▶ **To do**
Go through the data below. Pull out every line that has the word "soil".

━━ Material provided

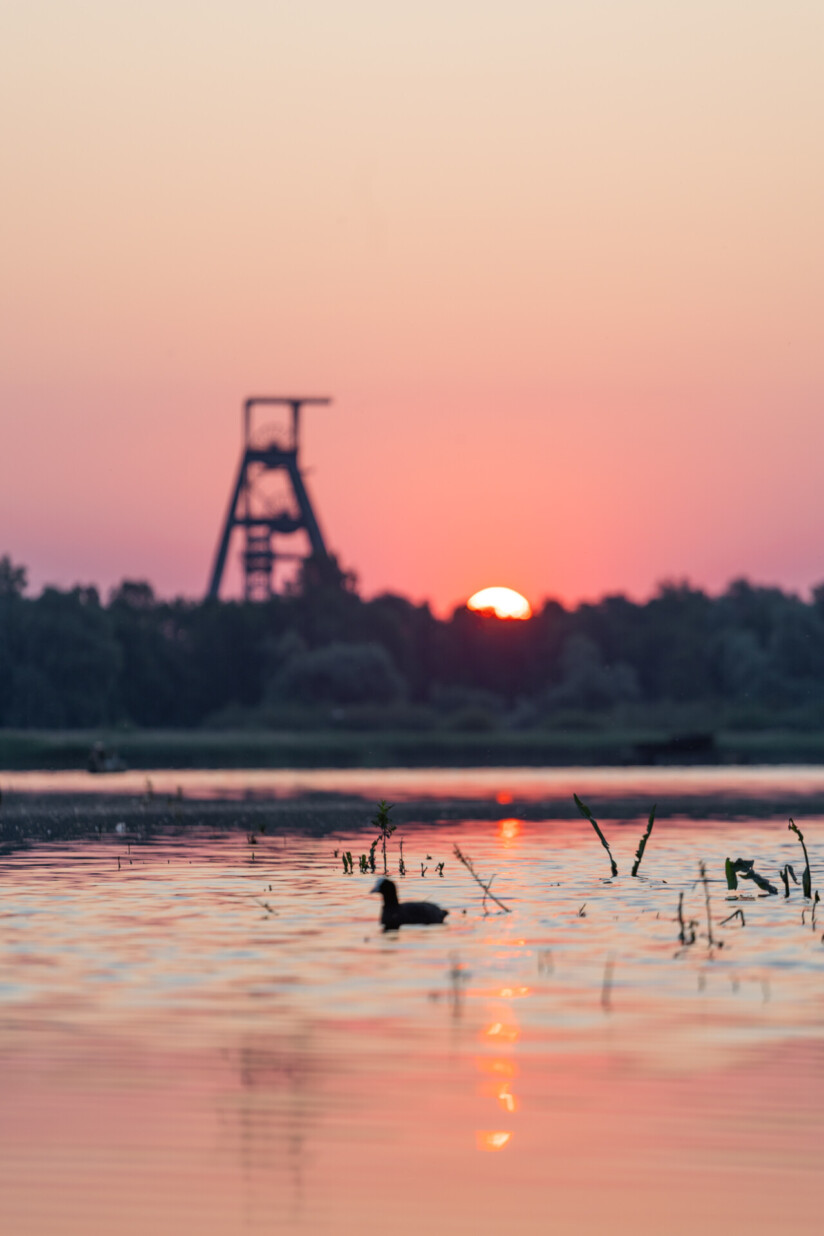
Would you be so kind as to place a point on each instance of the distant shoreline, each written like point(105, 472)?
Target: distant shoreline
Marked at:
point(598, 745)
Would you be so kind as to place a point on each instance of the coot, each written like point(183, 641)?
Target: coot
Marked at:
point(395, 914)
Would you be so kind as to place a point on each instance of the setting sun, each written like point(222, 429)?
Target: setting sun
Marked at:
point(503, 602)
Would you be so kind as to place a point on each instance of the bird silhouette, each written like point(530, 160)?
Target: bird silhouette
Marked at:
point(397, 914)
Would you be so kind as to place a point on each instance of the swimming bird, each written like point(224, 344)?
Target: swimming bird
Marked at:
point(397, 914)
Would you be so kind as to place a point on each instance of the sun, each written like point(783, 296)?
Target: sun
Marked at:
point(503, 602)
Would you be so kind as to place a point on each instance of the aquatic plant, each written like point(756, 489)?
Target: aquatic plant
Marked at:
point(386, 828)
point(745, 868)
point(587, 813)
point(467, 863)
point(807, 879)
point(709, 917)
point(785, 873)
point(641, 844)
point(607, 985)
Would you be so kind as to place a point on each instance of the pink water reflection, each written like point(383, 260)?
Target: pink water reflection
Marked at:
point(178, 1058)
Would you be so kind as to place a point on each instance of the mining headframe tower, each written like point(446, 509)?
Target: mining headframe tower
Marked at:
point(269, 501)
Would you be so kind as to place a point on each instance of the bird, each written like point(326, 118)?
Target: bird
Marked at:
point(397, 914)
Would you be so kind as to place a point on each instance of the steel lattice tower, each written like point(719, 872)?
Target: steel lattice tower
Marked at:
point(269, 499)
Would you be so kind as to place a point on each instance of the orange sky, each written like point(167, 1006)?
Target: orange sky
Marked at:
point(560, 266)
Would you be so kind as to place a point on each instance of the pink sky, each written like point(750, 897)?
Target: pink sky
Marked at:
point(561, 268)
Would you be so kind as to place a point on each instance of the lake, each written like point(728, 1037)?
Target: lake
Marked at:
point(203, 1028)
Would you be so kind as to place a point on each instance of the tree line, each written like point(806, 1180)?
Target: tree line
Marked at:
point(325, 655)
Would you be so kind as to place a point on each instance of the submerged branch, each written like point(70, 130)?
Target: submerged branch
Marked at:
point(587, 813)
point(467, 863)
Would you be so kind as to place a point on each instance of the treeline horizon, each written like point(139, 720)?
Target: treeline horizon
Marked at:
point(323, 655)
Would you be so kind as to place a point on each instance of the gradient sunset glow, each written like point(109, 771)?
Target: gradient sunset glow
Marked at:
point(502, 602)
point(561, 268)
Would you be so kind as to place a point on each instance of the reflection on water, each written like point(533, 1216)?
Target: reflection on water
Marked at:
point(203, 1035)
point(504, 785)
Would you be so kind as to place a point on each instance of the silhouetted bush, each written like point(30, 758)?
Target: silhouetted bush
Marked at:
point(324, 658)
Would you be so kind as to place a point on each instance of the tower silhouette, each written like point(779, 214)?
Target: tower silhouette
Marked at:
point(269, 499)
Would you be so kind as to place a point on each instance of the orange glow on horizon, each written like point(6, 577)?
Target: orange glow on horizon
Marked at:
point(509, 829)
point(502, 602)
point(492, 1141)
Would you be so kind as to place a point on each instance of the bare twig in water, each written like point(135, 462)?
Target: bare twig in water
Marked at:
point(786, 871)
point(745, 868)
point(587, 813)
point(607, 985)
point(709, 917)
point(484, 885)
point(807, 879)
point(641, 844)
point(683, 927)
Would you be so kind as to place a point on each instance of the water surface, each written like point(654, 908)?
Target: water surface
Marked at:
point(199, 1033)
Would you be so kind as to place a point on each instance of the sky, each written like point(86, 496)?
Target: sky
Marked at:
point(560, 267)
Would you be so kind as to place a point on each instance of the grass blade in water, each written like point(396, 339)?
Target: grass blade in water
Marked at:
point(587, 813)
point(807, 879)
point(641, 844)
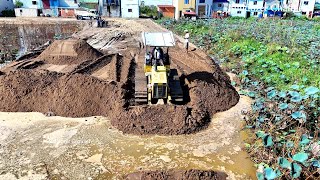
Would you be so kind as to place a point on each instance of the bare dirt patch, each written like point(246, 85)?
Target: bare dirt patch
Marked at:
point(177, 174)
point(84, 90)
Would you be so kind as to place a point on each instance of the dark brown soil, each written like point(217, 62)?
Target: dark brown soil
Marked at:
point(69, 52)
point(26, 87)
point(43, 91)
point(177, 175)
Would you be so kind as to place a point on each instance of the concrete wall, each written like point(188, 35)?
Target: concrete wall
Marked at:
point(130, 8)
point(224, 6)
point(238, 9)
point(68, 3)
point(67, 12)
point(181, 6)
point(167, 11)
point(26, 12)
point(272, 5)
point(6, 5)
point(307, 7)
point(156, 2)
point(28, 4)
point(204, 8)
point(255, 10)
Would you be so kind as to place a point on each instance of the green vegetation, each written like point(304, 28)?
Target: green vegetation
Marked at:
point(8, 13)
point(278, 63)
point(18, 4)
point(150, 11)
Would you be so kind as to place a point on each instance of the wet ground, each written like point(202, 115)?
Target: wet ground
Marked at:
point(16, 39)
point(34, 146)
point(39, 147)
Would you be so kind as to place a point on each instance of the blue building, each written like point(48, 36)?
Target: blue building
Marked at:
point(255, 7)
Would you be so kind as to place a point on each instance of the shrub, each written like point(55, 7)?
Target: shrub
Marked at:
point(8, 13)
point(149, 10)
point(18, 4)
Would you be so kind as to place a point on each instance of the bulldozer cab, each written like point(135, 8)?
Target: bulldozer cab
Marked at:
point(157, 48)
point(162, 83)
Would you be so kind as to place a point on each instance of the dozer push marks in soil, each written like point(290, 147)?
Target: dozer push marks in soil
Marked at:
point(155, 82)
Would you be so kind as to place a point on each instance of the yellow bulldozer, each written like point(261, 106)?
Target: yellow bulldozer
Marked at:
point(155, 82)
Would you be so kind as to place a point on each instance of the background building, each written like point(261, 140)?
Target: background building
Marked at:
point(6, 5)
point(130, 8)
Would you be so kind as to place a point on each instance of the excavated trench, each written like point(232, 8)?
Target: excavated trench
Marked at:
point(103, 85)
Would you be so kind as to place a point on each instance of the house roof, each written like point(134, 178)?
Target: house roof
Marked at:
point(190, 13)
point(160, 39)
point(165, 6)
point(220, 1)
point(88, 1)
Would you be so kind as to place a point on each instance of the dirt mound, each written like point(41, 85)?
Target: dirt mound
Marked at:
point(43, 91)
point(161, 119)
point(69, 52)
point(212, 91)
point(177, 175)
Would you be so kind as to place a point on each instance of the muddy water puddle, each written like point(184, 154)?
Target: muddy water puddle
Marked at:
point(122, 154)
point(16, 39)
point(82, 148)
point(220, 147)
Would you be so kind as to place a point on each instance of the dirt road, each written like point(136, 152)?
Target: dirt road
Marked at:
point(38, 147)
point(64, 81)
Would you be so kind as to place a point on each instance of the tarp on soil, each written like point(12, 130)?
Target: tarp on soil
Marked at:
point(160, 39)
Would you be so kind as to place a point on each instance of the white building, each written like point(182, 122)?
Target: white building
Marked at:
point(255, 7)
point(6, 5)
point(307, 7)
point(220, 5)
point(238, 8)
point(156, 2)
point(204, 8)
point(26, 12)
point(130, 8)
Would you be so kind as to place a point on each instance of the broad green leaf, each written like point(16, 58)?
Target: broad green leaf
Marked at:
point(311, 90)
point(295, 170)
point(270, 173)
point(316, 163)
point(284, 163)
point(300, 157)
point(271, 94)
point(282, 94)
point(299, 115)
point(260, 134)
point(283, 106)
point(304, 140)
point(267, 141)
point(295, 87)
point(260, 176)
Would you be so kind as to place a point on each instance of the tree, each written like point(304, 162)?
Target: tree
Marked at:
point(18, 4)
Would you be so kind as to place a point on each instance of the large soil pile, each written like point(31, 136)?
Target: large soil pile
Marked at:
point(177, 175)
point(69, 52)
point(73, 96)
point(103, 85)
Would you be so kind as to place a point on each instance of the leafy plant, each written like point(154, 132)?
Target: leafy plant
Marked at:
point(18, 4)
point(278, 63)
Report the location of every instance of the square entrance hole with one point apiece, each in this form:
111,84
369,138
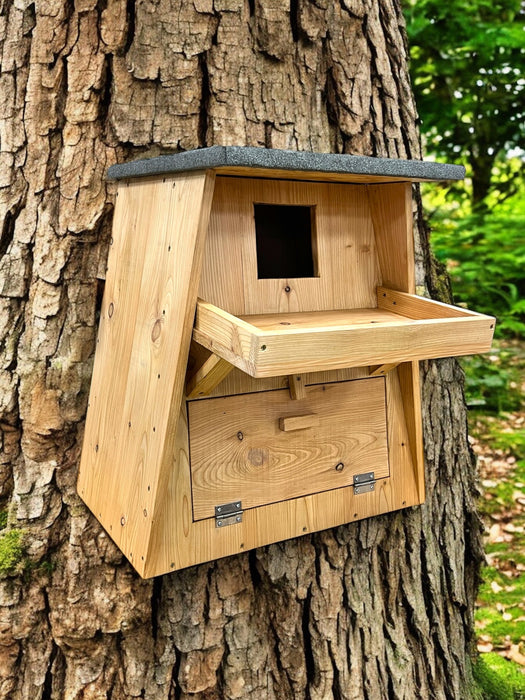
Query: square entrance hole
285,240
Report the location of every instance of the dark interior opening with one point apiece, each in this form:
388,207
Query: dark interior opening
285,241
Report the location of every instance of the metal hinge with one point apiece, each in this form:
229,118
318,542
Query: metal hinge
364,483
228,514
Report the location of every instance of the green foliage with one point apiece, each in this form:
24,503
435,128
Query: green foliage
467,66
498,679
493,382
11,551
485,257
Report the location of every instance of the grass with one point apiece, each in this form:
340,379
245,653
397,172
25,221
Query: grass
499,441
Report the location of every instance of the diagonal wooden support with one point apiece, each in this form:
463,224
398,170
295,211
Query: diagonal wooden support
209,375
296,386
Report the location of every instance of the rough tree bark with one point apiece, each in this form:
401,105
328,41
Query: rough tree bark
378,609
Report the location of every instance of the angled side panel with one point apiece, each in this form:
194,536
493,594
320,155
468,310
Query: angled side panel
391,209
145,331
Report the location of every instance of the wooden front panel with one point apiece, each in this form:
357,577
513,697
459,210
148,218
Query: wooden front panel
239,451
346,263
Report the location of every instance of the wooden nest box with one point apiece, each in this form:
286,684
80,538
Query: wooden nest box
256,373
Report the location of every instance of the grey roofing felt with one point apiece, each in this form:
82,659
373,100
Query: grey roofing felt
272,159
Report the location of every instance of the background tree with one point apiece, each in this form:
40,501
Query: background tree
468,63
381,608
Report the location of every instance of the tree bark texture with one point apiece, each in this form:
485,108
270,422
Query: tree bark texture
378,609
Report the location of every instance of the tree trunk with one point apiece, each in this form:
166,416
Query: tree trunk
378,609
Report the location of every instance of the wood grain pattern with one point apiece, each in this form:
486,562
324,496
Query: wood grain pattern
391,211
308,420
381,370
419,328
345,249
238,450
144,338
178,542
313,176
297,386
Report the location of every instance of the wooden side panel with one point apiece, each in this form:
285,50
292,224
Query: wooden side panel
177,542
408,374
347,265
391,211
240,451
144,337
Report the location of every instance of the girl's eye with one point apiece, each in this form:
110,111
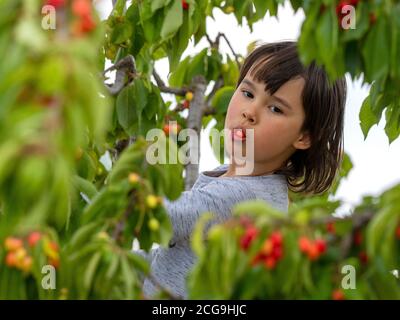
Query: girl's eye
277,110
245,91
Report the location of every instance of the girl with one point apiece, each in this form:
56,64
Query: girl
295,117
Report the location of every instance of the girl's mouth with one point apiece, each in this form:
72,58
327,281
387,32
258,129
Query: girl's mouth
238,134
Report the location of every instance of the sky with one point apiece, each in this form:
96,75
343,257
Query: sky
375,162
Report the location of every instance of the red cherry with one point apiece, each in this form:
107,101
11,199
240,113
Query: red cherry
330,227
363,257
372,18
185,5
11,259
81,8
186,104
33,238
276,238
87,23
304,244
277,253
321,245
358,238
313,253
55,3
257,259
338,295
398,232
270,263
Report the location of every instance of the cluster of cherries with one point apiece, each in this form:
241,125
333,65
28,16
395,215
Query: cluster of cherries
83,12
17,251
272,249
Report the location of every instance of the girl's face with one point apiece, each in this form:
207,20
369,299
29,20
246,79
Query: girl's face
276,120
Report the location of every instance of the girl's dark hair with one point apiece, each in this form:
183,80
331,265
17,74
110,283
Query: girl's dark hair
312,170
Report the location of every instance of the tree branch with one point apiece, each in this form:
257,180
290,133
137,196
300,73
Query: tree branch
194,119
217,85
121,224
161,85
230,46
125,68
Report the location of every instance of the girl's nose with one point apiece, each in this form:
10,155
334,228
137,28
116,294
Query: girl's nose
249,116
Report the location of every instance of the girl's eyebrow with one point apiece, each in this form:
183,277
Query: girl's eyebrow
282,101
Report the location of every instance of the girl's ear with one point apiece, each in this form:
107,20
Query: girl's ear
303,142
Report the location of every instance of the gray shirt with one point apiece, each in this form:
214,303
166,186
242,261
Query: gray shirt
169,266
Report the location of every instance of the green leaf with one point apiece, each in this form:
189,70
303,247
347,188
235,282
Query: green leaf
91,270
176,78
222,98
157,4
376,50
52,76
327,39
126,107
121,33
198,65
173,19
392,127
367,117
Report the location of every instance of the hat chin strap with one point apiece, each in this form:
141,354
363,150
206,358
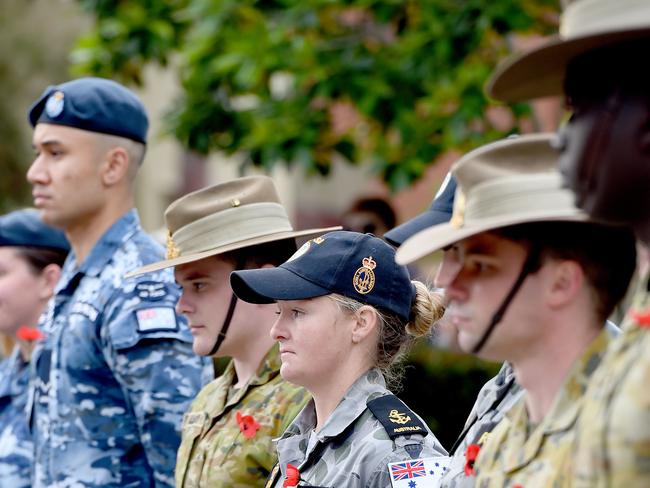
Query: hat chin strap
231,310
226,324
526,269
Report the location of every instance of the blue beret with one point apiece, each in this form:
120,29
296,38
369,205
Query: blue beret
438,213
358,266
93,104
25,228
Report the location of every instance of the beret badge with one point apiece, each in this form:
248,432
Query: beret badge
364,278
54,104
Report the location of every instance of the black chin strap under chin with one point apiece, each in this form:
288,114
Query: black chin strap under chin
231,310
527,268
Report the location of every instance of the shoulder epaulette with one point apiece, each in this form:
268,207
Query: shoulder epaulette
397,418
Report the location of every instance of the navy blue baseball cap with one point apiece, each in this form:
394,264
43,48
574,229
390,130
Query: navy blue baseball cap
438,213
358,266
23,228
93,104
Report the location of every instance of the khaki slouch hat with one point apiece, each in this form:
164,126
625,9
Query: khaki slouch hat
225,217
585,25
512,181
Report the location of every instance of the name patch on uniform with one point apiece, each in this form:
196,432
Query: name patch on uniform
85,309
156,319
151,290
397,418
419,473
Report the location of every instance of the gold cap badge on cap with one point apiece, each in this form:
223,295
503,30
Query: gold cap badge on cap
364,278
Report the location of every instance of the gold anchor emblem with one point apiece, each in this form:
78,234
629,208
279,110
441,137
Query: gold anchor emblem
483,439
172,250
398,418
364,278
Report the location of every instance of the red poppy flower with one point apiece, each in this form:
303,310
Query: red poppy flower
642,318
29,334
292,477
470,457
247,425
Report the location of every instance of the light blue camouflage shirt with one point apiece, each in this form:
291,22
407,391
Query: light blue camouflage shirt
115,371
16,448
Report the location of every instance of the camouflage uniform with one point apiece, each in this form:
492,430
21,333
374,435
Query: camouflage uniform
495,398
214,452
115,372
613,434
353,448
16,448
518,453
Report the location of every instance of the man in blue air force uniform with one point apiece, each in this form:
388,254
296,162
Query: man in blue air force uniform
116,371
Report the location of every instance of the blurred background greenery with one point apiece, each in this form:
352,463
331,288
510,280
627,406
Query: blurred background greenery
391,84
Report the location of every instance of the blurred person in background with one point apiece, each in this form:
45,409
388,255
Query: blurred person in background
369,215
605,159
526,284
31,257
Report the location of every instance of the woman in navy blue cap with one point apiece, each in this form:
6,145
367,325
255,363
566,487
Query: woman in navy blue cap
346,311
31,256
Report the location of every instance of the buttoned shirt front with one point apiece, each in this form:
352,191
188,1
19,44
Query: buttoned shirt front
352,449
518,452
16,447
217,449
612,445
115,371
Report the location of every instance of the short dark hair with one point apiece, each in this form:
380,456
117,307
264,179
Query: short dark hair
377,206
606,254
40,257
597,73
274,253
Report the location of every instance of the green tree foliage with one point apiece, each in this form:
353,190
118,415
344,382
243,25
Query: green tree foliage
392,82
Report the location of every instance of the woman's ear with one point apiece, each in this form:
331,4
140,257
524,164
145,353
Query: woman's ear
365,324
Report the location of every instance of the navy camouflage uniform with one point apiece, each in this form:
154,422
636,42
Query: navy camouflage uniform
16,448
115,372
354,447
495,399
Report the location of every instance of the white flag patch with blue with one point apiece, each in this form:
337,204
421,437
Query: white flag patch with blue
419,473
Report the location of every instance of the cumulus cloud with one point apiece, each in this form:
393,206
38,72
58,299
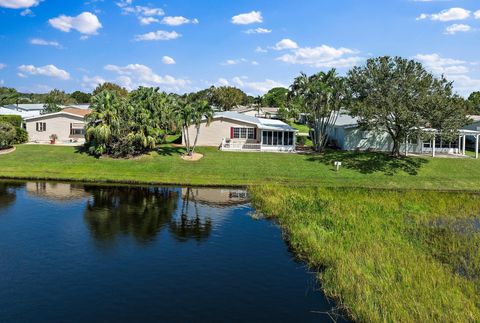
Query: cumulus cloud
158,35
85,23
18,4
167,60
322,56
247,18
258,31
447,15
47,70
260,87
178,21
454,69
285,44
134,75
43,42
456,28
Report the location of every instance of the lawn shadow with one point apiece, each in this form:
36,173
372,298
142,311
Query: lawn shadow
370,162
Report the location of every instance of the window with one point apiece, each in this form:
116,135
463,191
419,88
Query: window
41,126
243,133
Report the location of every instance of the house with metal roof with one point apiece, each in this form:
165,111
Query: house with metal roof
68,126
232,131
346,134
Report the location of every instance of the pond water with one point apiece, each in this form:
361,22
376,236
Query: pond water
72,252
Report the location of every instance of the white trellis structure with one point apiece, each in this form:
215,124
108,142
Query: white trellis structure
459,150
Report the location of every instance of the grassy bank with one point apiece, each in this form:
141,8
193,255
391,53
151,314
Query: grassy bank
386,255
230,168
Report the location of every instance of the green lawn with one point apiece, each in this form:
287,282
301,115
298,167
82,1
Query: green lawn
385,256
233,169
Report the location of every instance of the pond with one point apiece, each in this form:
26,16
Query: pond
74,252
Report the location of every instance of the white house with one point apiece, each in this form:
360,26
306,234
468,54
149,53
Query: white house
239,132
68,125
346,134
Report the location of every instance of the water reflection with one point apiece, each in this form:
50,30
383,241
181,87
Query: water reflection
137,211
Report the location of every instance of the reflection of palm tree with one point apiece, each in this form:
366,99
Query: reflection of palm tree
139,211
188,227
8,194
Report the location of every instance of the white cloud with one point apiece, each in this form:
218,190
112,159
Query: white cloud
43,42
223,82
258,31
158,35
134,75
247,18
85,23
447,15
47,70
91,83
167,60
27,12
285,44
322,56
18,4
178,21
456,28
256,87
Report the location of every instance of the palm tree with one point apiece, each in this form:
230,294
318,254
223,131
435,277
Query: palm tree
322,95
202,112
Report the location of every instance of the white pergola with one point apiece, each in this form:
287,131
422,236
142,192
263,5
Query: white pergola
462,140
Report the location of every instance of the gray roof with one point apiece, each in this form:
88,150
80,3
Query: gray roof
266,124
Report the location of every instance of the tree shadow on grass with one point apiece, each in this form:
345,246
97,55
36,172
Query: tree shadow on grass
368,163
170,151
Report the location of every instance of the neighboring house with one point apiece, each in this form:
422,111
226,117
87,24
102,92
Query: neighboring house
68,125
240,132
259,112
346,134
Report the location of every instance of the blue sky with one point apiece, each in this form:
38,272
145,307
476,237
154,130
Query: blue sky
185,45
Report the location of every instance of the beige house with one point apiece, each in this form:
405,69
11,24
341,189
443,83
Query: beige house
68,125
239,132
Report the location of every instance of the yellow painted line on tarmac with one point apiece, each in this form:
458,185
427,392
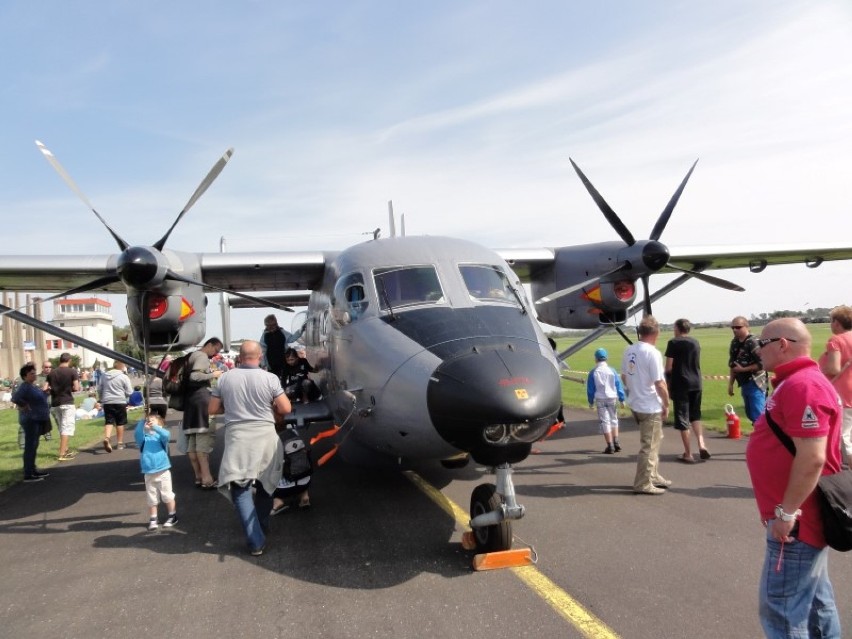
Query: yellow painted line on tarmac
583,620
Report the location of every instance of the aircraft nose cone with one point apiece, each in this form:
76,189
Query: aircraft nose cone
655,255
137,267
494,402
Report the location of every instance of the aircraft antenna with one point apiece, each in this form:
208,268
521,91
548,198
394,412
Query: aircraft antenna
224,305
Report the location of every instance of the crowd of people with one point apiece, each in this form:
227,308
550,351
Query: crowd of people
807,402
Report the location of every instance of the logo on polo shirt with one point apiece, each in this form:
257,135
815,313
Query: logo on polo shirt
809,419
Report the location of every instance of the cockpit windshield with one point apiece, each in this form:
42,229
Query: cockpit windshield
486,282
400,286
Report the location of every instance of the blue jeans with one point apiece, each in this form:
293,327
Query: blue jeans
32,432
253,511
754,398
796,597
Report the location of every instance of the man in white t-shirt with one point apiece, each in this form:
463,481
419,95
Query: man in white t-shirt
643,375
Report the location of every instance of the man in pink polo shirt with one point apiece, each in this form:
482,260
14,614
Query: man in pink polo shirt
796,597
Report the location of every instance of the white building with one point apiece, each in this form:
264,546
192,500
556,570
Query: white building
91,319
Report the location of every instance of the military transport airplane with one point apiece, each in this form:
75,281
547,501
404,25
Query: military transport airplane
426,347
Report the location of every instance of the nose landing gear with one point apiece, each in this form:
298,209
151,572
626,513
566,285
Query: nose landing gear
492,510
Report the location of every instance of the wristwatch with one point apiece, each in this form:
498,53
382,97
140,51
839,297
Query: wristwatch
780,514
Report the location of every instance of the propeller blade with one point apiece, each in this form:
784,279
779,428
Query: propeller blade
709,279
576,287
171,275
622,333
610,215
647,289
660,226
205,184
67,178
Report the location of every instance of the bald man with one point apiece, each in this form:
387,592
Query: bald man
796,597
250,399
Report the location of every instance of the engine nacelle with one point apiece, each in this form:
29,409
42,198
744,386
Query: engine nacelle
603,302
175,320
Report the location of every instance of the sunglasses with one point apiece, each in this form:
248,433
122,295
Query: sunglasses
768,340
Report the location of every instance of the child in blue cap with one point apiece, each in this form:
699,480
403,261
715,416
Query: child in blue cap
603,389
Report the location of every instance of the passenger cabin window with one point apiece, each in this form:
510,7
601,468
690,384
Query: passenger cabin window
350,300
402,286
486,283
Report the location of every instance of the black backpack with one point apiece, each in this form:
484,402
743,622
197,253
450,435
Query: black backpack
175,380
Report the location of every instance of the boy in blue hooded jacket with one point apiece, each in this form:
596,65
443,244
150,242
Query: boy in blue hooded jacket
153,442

━━━━

▶ **Task answer**
Would you be so kind as to place a point on each instance of the dark brown soil, each written like point(217, 62)?
Target: dark brown soil
Would you be so kind as to place a point on each instance of the dozer push marks in soil, each written like point(290, 147)?
Target: dozer push marks in soil
Would you be so kind as to place a point on each instance of the tarp on soil, each written like point(12, 130)?
Target: tarp on soil
Would you be so kind as to place a point on each instance of the large soil pile, each written like point(31, 136)?
Target: large soil pile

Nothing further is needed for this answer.